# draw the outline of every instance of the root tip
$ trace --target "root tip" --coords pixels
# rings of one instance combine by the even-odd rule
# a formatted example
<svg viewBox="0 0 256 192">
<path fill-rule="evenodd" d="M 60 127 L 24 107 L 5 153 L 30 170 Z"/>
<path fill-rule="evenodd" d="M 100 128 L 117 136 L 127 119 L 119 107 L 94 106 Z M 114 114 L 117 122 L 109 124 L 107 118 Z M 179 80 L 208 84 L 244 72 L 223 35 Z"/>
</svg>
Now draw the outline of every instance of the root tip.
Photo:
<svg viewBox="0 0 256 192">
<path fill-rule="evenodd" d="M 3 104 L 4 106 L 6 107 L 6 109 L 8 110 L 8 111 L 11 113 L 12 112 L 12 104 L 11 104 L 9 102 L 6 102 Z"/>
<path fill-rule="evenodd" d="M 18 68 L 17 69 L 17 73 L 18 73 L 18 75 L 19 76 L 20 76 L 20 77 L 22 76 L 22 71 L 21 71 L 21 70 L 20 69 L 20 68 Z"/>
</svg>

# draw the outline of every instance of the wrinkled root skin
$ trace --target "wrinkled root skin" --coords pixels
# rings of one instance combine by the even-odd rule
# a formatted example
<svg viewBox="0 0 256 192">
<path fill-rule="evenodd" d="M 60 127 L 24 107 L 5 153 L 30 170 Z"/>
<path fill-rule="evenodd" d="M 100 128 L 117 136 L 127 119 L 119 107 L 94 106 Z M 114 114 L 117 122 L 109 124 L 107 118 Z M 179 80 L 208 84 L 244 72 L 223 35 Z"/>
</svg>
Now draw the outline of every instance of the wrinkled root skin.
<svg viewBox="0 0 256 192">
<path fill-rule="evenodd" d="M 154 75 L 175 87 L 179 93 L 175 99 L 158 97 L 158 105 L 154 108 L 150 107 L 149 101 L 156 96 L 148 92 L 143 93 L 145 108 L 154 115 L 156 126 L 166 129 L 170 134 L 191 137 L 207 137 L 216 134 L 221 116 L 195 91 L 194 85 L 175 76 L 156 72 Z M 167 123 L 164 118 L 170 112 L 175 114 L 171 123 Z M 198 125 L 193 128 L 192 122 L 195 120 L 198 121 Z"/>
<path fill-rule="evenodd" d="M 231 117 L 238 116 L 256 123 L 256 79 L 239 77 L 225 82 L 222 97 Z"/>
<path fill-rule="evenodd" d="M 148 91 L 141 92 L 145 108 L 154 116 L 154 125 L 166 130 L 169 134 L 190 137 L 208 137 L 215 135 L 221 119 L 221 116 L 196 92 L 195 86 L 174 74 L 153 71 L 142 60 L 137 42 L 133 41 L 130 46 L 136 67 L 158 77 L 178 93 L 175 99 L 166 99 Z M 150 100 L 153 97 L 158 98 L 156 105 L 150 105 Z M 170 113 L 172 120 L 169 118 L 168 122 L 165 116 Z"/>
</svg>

__________

Puoi trasformare tutte le righe del materiale qui sopra in una tabella Markdown, con la colonna n per il numero progressivo e la colonna Riga per il testo, escludendo le righe vuote?

| n | Riga |
|---|---|
| 1 | # draw the outline of every instance of the root tip |
| 2 | $ trace --target "root tip" --coords pixels |
| 3 | # rings of one instance combine by the even-odd rule |
| 4 | # a formatted example |
| 5 | <svg viewBox="0 0 256 192"> |
| 6 | <path fill-rule="evenodd" d="M 60 127 L 24 107 L 5 153 L 30 170 Z"/> |
| 7 | <path fill-rule="evenodd" d="M 100 128 L 117 136 L 127 119 L 119 107 L 94 106 Z M 114 114 L 117 122 L 109 124 L 107 118 Z M 179 80 L 208 84 L 244 72 L 223 35 Z"/> |
| 8 | </svg> |
| 9 | Now draw the outline of every instance of the root tip. |
| 10 | Photo: |
| 11 | <svg viewBox="0 0 256 192"> |
| 12 | <path fill-rule="evenodd" d="M 3 104 L 4 106 L 6 107 L 6 109 L 8 110 L 8 111 L 11 113 L 12 112 L 12 104 L 11 104 L 9 102 L 6 102 Z"/> |
| 13 | <path fill-rule="evenodd" d="M 18 68 L 17 69 L 17 73 L 18 73 L 18 75 L 19 76 L 20 76 L 20 77 L 22 76 L 22 71 L 21 71 L 21 70 L 20 69 L 20 68 Z"/> |
| 14 | </svg> |
| 15 | # draw the outline of every instance of the wrinkled root skin |
| 16 | $ trace --target "wrinkled root skin" --coords pixels |
| 17 | # rings of one instance combine by the even-odd rule |
| 18 | # a formatted example |
| 19 | <svg viewBox="0 0 256 192"> |
| 20 | <path fill-rule="evenodd" d="M 60 127 L 24 107 L 5 153 L 30 170 Z"/> |
| 21 | <path fill-rule="evenodd" d="M 100 128 L 117 136 L 127 119 L 119 107 L 94 106 Z M 114 114 L 117 122 L 109 124 L 107 118 Z M 179 80 L 208 84 L 244 72 L 223 35 Z"/> |
| 22 | </svg> |
| 23 | Now draw the outline of every instance of the wrinkled root skin. |
| 24 | <svg viewBox="0 0 256 192"> |
| 25 | <path fill-rule="evenodd" d="M 154 75 L 175 87 L 179 93 L 175 99 L 158 97 L 158 105 L 154 108 L 150 107 L 149 101 L 156 96 L 148 92 L 143 93 L 145 108 L 154 115 L 156 126 L 166 129 L 170 134 L 191 137 L 207 137 L 216 134 L 221 116 L 195 91 L 194 85 L 175 76 L 156 72 Z M 167 123 L 164 118 L 170 112 L 175 114 L 171 123 Z M 198 125 L 193 128 L 192 122 L 195 120 L 198 121 Z"/> |
| 26 | <path fill-rule="evenodd" d="M 231 117 L 238 116 L 256 123 L 256 79 L 239 77 L 225 82 L 222 97 Z"/> |
| 27 | <path fill-rule="evenodd" d="M 148 91 L 141 92 L 145 108 L 154 116 L 154 125 L 166 130 L 169 134 L 190 137 L 208 137 L 215 135 L 221 119 L 221 116 L 196 92 L 195 86 L 174 74 L 153 71 L 142 60 L 137 42 L 133 41 L 130 46 L 136 67 L 158 77 L 178 93 L 175 99 L 166 99 Z M 150 100 L 153 97 L 158 98 L 156 105 L 150 105 Z M 170 113 L 172 120 L 169 118 L 168 122 L 165 116 Z"/> |
| 28 | </svg> |